▶ [Objective A]:
In the records, from the line that contains "Where can the metal shank" through the end of the records, switch "mortar pile" to "pile of mortar" and give those lines again with nothing else changed.

Buying and Selling Online With Ebay from the October 2001 Newsletter

by Rob Zorn

I would imagine that most of us have probably heard of Ebay online auctions, but, being the cynical, cautious kiwis that we are, many of us probably have yet to venture out and give it a go. It's something I heartily recommend, and exactly the sort of life-enriching feature of the Internet that we, as part of the new global community, should be making more use of. To illustrate, I wanted to buy a CD lately by a band from overseas who have virtually no following in New Zealand. Real Groovy here in Wellington had the album for $46.00. I could buy it online from Amazon for $15 U.S./$35 NZ (plus postage). I didn't. I'm currently bidding for it on Ebay. I have had the highest bid for the last two days at a staggering $1.75 U.S. If I win at this price, then, together with airmail postage, I'm probably going to get it for between $10-$12 NZ all up.

Excerpts of pointing data

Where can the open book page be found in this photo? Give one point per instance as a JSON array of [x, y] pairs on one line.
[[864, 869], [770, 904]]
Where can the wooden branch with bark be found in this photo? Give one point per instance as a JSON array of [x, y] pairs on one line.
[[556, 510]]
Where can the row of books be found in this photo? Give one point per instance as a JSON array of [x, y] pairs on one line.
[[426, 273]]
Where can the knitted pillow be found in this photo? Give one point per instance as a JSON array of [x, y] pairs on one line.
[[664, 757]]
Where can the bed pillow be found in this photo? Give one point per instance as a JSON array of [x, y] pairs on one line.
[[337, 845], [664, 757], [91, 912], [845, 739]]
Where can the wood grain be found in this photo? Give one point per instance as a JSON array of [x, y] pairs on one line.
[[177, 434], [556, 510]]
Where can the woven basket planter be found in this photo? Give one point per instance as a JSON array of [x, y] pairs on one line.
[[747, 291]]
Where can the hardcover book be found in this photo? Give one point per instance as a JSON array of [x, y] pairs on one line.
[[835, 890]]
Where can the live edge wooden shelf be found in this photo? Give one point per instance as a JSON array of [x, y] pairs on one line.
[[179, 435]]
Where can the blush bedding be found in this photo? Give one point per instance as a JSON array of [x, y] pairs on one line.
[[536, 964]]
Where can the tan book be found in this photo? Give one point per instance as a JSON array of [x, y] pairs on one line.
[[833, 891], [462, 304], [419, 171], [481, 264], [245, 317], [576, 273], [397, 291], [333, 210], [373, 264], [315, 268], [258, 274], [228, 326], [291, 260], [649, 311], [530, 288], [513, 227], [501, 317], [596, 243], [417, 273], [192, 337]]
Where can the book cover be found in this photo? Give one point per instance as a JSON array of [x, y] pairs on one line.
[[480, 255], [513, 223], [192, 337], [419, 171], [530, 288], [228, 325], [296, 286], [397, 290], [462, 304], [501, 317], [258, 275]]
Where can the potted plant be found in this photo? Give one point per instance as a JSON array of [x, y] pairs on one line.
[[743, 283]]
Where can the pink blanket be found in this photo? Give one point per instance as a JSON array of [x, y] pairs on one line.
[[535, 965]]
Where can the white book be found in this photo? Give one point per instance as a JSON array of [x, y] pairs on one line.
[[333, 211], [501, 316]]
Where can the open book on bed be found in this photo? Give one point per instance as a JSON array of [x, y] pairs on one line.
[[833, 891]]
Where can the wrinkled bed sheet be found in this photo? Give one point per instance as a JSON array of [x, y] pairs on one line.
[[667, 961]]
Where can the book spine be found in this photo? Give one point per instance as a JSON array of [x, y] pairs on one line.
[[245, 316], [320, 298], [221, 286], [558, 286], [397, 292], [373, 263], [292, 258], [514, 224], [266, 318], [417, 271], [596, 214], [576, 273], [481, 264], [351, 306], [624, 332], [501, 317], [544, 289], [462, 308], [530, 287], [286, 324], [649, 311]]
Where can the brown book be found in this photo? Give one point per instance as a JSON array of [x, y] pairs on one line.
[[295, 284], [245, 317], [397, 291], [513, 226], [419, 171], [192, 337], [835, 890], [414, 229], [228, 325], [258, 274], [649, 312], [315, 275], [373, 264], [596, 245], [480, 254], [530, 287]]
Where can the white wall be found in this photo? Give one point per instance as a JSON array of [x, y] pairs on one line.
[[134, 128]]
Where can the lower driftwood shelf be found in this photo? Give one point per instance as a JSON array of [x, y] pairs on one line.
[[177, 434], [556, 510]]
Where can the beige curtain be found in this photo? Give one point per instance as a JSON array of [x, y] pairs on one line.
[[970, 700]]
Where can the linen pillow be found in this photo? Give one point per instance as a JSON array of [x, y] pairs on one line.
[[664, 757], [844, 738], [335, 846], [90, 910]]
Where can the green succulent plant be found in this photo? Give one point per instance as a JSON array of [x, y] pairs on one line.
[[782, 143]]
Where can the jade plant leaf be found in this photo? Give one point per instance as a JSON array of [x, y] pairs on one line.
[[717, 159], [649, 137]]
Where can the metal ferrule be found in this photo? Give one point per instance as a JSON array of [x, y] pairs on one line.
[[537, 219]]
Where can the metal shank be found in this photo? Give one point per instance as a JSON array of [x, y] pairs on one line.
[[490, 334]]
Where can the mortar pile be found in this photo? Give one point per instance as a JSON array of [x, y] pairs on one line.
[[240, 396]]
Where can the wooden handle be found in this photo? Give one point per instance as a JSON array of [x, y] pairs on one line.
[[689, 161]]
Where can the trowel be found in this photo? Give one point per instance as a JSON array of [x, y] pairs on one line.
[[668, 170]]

▶ [Objective B]:
In the Ebay article, list every store or website the writer names as a place to get the CD.

▶ [Worked solution A]:
Where can the metal shank be found in this photo? Give one point per instance as a JSON array of [x, y] pairs on one line.
[[490, 334]]
Where can the pile of mortar be found in this photo? Give one point per instance as a JSON array of [x, y] pairs on one line.
[[240, 396]]
Where can the wooden handle be found in this photo? Give one point per instance as a JSON array of [x, y] pairs on one line.
[[689, 161]]
Where can the trowel be found in this photo? Give one point per instance as a JSON array of [x, y] pairs on one line.
[[668, 170]]

▶ [Worked solution B]:
Real Groovy, Amazon, Ebay